**TASK DETAILS**
Could you render the records as a JSON list of strings, one string per line and no blank lines, covering only the lines from the one containing "Point to the bird's gray" through the end of the records, inclusive?
--------------------------------
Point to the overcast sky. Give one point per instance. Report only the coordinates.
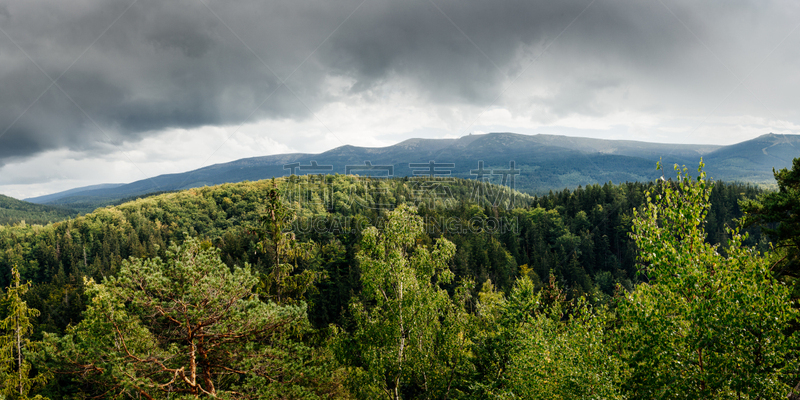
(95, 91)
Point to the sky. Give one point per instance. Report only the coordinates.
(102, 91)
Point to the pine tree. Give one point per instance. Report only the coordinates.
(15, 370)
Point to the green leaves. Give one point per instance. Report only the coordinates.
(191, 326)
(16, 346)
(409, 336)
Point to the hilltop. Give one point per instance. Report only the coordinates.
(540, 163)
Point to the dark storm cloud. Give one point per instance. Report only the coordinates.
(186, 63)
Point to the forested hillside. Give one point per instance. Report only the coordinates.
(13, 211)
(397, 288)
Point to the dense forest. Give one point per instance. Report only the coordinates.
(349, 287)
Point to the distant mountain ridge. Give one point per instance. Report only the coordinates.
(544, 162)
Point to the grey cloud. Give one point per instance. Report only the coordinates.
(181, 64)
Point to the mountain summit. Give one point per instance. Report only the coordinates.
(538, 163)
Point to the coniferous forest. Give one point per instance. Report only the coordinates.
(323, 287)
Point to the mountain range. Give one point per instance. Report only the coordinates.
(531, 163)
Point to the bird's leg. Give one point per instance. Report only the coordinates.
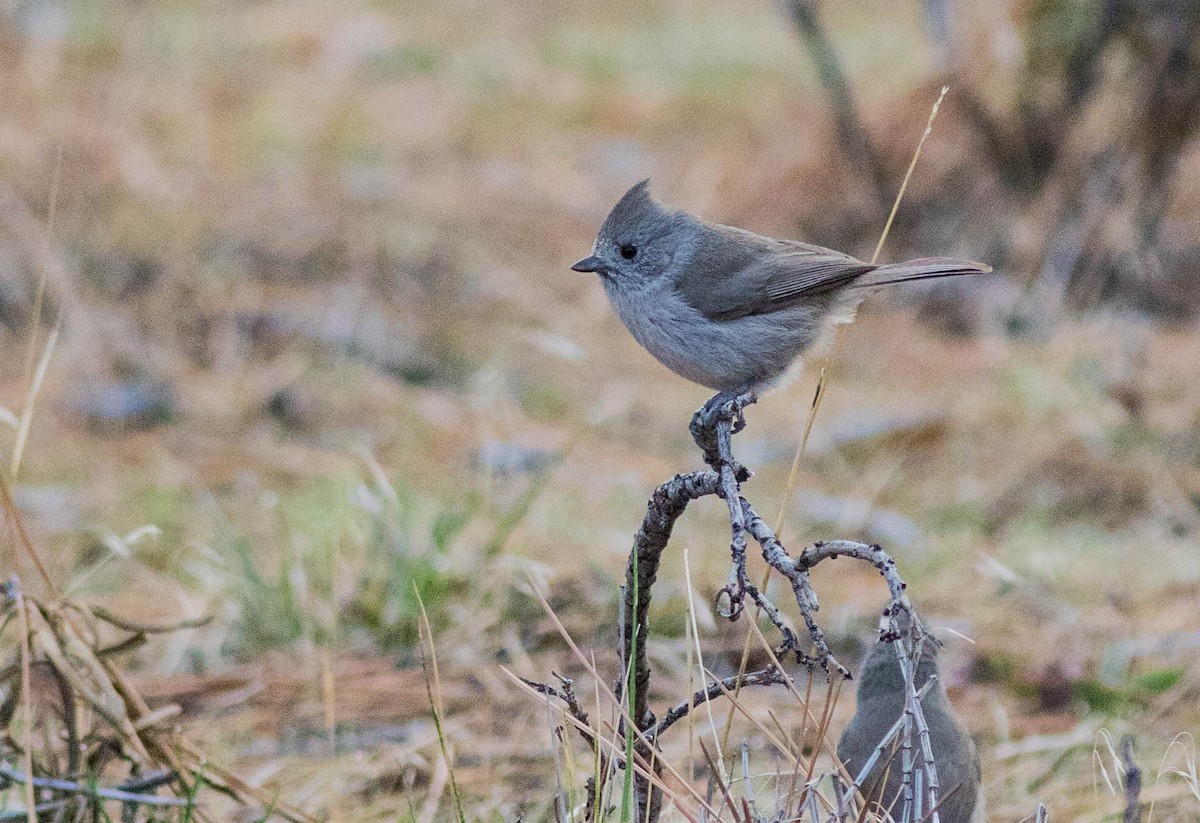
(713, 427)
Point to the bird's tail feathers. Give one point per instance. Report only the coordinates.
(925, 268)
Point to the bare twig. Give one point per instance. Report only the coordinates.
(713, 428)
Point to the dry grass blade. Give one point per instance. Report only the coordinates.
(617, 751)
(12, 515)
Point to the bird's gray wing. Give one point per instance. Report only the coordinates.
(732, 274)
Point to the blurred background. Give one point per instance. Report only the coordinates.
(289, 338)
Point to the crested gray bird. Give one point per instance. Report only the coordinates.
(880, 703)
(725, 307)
--------------------------------
**CORRECT OUTPUT**
[
  "Point to the bird's gray wing. Give one point per instance. Report only the coordinates.",
  "(732, 274)",
  "Point to the blurred background. Give one point per instance. Report only the coordinates.",
  "(289, 338)",
  "Point to the crested gray bird. Give one point per instance. Report only the coordinates.",
  "(880, 703)",
  "(725, 307)"
]